Testing framework needed to assist slur filtering efforts #1337

WilliamRoyNelson · 2023-07-13T20:44:06Z

There is currently a lot of interest in creating filters to prevent users from using slurs in handles, and presumably could be extended to other features like lists, display names, etc.

Just in the last few days:
#1326
#1324
#1323
#1322
#1321
#1332
#1319
#1318

This may seem like a straightforward feature to implement, but it can become rapidly more complex as more languages are considered and if regex filters are used to try and prevent variations and workarounds.

Numerous examples of this kind of filtering causing problems can be found in the Wikipedia article for the Scunthorpe Problem

When multiple languages are considered, it's probably a good idea to make sure that overly aggressive filtering does not exclude normal innocent words. I know simple vulgarity is not being considered for filtering, but as an example, the word "Slut" in Swedish means "End," and can easily trigger a vulgarity filter. Similarly, words like "Niger" or "Queer" are likely to show up in pre-made lists of slurs, and it's not obvious whether or not they should be filtered.

I think as a starting point, it might make sense to make two lists (or categories of lists): One that contains a variety of slurs in various forms, included obfuscated with alternative text, and one for inoffensive words that should not be flagged.

A good filter should flag everything on the naughty list, and nothing on the nice list.

The overall goal here is that if someone is an absolute genius at regular expressions, but not comfortable deciding whether or not "Dykes-on-Bikes" is an acceptable handle for a motorcycle club, they can lean on the testing framework. At the same time, someone who is not a skilled coder but does have safety expertise can contribute to the test cases and let programmers finish the job.

I'm very interested in feedback from people with a background or expertise in safety.

ghost · 2023-07-13T21:02:44Z

Just popping in with my two bobs worth.
Can we please not have the etymology discourse around the words "retard" or "retarded". They are straight up slurs. If you're trotting out the "But in French it means delay", then you're actually much closer to understanding why that translates as a slur. Also, attached are 4 accounts that should be dealt with. Thanks, Susie

WilliamRoyNelson · 2023-07-13T21:24:31Z

I think that's an excellent example of a problem that a programmer doesn't necessarily have the right background to solve.

A rule for handles is probably not going to work universally, e.g., as a content filter in general. Someone who posts exclusively in French probably shouldn't get dinged for an English slur.

WilliamRoyNelson · 2023-07-13T21:29:23Z

As another example, the word "Nazi" probably doesn't need to be in anyone's handle, even if something like NaziPunksFuckOff is collateral damage. But at the same time, Nazi probably should be allowed in a block list, e.g. "List of Nazis and White Supremacist accounts"

ghost · 2023-07-13T21:39:43Z

This is why Bluesky needs to engage with disabled people and POC. We are so tirrrrrrred of the word games and linguistic gymnastics.

WilliamRoyNelson · 2023-07-13T22:36:58Z

This is why Bluesky needs to engage with disabled people and POC. We are so tirrrrrrred of the word games and linguistic gymnastics.

◆ **Extracted records**:
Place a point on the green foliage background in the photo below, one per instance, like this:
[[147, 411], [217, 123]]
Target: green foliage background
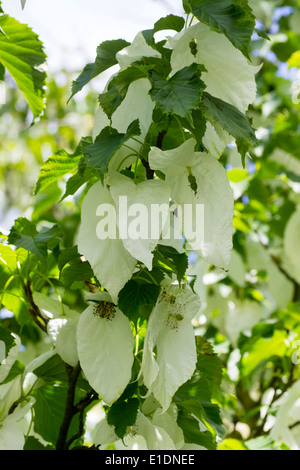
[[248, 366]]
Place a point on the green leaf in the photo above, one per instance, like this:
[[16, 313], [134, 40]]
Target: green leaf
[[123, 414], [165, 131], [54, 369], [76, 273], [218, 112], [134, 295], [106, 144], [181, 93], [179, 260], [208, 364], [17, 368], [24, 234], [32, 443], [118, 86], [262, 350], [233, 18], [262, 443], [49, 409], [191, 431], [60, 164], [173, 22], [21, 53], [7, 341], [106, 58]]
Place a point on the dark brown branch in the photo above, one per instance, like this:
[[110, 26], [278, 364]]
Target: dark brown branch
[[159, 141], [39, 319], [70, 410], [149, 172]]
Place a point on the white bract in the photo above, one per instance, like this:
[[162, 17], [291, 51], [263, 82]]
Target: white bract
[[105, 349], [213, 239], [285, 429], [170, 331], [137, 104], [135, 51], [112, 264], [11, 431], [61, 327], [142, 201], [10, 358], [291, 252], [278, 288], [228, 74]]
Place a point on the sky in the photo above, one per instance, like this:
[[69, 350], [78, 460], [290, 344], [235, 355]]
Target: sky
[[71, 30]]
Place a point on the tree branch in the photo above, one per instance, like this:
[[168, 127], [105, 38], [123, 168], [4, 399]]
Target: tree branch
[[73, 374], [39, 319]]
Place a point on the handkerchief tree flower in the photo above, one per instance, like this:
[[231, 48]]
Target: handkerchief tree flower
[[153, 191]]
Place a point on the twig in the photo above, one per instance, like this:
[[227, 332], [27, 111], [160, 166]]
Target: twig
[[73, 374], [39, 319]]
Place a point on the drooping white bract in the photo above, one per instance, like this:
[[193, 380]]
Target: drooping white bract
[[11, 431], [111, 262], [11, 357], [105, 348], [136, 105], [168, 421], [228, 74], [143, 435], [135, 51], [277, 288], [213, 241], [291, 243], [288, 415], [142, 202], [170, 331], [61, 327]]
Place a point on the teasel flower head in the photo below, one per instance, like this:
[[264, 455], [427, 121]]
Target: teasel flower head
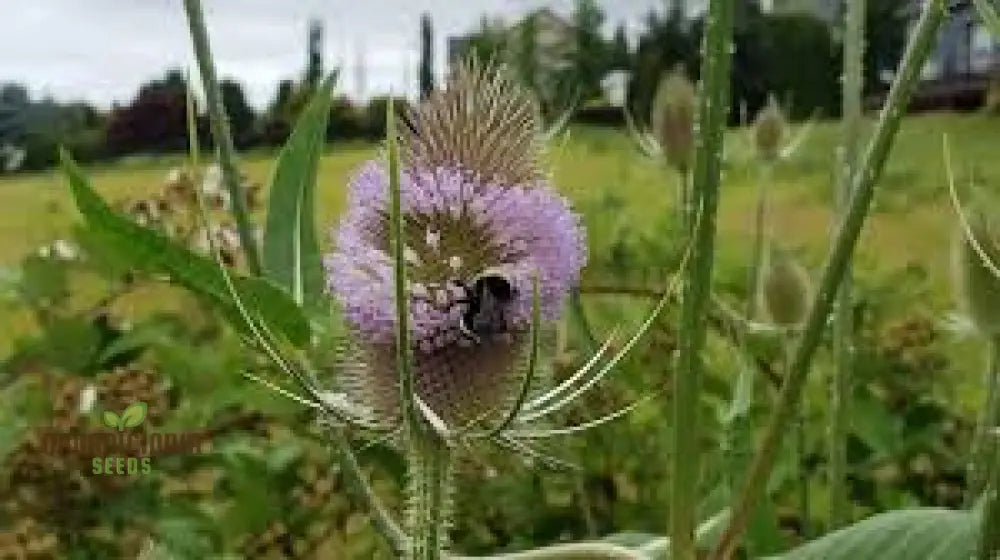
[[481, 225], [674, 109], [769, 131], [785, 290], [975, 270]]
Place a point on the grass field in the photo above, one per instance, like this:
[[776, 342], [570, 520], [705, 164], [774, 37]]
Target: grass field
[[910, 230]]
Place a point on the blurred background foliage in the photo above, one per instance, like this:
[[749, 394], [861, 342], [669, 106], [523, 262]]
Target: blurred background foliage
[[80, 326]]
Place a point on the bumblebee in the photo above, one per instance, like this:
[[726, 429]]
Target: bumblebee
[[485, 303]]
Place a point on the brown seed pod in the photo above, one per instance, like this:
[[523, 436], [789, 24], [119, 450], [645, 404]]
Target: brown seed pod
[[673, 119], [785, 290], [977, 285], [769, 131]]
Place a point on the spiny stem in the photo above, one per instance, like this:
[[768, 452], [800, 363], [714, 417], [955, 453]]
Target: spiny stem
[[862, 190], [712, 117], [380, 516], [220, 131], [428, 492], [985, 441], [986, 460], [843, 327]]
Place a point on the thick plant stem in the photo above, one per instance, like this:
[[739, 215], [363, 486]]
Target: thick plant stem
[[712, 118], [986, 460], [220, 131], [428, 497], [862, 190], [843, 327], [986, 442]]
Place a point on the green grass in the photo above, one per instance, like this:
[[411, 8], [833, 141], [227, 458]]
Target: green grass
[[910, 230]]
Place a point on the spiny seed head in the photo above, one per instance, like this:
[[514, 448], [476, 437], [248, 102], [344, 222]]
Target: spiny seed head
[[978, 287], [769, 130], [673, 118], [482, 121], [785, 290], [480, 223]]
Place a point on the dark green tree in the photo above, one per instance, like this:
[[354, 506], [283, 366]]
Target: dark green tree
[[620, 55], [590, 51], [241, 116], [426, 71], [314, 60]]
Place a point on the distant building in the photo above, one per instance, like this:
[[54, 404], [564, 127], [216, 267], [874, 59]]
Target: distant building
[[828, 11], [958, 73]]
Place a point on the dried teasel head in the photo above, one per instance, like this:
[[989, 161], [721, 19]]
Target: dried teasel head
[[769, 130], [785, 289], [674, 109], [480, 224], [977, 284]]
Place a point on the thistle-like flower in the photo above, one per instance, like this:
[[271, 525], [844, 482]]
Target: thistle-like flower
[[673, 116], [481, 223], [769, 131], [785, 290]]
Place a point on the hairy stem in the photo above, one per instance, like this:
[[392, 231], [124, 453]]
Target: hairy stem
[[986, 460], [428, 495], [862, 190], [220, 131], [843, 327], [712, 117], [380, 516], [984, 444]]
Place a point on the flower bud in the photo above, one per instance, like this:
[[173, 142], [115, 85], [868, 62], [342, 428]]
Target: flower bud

◆ **Task requirements**:
- A) Using the thread on slur filtering, decide whether each statement agrees with it. Answer yes or no for each, and quote the exact words of the thread that settle it.
(i) The thread suggests keeping one list of slurs and a second list of harmless words that should not be flagged.
(ii) According to the thread, the Swedish word "Slut" means "Start."
(iii) The thread says a good filter may flag a few words on the nice list.
- B) In one to three sentences, explain why the thread on slur filtering proposes a testing framework built from lists of words.
- C) Resume the thread on slur filtering after its final post.

◆ **Answers in order**:
- A)
(i) Yes: "One that contains a variety of slurs in various forms, included obfuscated with alternative text, and one for inoffensive words that should not be flagged."
(ii) No: "the word "Slut" in Swedish means "End,""
(iii) No: "A good filter should flag everything on the naughty list, and nothing on the nice list."

- B) Someone who is "an absolute genius at regular expressions" may not be comfortable deciding whether a handle like "Dykes-on-Bikes" is acceptable, so they can lean on the framework. Meanwhile, someone without strong coding skills but with safety expertise can add test cases and let programmers finish the job.

- C)
I think that's a really good explanation for why there needs to be dedicated employees for this task. It's a lot of work, and the people who are affected most by it don't really have a lot of time and energy to spend on it, unless they're getting paid to do it as their job.

ghost · 2023-07-13T22:43:49Z

William can you help me find the link to this? I took some screenshots and now can't navigate back to it (GitHub Newbie!).
It shows the changes, but things are very nebulous and I would like to check in on it again. Many thanks, Susie

ghost · 2023-07-13T22:52:52Z

I found it!

WilliamRoyNelson · 2023-07-13T23:31:33Z

A lot of new people to GitHub, so here's a bit of background.

In this "pull request" the developer @dholms added a list of slurs to filter out:
#1318

Shortly after, a second PR was made by @bnewbold that put things in alphabetical order and removed a few that the developer disagreed with:
#1319

You can click on "Files changed" to see the differences.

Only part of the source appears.